Instruction 1:
Using the review of the Oh So Fail show, decide whether each statement agrees with it: (a) the show runs through December 6th at Beep Beep Gallery; (b) Gagarin was the first man in space; (c) the writer is stressed out about finals this December. Answer yes or no for each, quoting the deciding words of the review.
Instruction 2:
Give the stretch of the listing from its first line through the line that contains "[268, 182, 345, 250]" as a JSON list of strings, one string per line, with blank lines and pictures left out.

# start of Extract provided

This weekend is your last chance to catch Alex Kvares' "Oh So Fail" at Beep Beep Gallery. One review of this show has already surfaced over at BurnAway, but here is another perspective from a guest writer, Becky Bivens, who will hopefully be contributing more reviews in the future.
The first few days of December have been strange. For the first time in years, I’m not in school and not stressed out about finals. Because I have no clue how to function outside a cycle of anticipation, procrastination, guilt and relief (and because I take pleasure in perversity), I gave myself a last-minute homework assignment. Alex Kvares’s solo show, Oh So Fail, is up through December 6th at Beep Beep Gallery. What follows is a fake short essay on Kvares’s work.
Prompt 1: Image Comparison
“Please compare the following two images: Alex Kvares’s I doubt we can do it again (Gagarin I) and Shepherd Fairey’s poster of Obama. Please describe the similarities and differences between the works, then draw some conclusions.”
I doubt we can do it again (Gagarin I)
I doubt we can do it again depicts the Soviet cosmonaut Yuri Gagarin, the first man in space. Gagarin, an official Hero of the Soviet Union, is a reminder of the USSR's failure to win the space race. But both Kvares and Fairey's images take up the question of what Fairey calls HOPE. Obama and Gagarin are figures onto which people project imagined possibilities. They are the objects of our political desires. Sometimes they fail us, as in last Tuesday, when Obummer committed another 30,000 troops to Afghanistan.

# end of Extract provided
# start of Task material

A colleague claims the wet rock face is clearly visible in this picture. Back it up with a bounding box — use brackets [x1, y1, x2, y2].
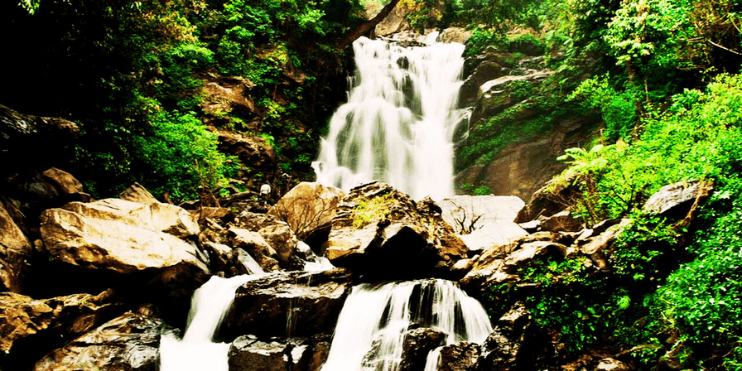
[220, 270, 351, 339]
[0, 291, 123, 369]
[399, 328, 447, 371]
[475, 303, 547, 371]
[228, 335, 329, 371]
[325, 182, 468, 278]
[33, 312, 164, 371]
[0, 105, 80, 175]
[268, 182, 345, 250]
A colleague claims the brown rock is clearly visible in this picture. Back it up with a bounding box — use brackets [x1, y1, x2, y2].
[222, 270, 350, 338]
[325, 182, 468, 277]
[0, 290, 120, 363]
[119, 183, 160, 205]
[229, 227, 280, 272]
[268, 182, 345, 241]
[41, 167, 83, 194]
[0, 202, 33, 293]
[33, 312, 164, 371]
[41, 199, 208, 274]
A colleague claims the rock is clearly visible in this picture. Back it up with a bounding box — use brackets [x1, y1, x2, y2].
[33, 312, 164, 371]
[39, 199, 209, 306]
[438, 27, 473, 44]
[201, 75, 260, 130]
[267, 182, 345, 245]
[595, 358, 631, 371]
[0, 290, 121, 369]
[0, 202, 33, 293]
[0, 105, 80, 175]
[369, 6, 412, 36]
[475, 303, 547, 371]
[325, 182, 468, 278]
[399, 328, 447, 371]
[644, 180, 710, 219]
[258, 223, 304, 270]
[540, 210, 582, 232]
[221, 270, 350, 338]
[434, 342, 479, 371]
[228, 335, 329, 371]
[229, 227, 280, 272]
[119, 183, 160, 205]
[580, 219, 631, 270]
[513, 173, 579, 223]
[41, 167, 83, 194]
[41, 199, 208, 274]
[218, 131, 278, 174]
[440, 195, 527, 252]
[228, 335, 290, 371]
[459, 232, 569, 291]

# end of Task material

Written reply 1:
(a) Yes: "is up through December 6th at Beep Beep Gallery"
(b) Yes: "the first man in space"
(c) No: "not stressed out about finals"

Written reply 2:
[
  "A colleague claims the wet rock face is clearly visible in this picture. Back it up with a bounding box — use brackets [x1, y1, x2, y2].",
  "[220, 270, 351, 339]",
  "[0, 291, 123, 369]",
  "[399, 328, 447, 371]",
  "[475, 303, 547, 371]",
  "[228, 335, 329, 371]",
  "[325, 182, 468, 278]",
  "[33, 312, 164, 371]",
  "[0, 105, 80, 175]",
  "[268, 182, 345, 250]"
]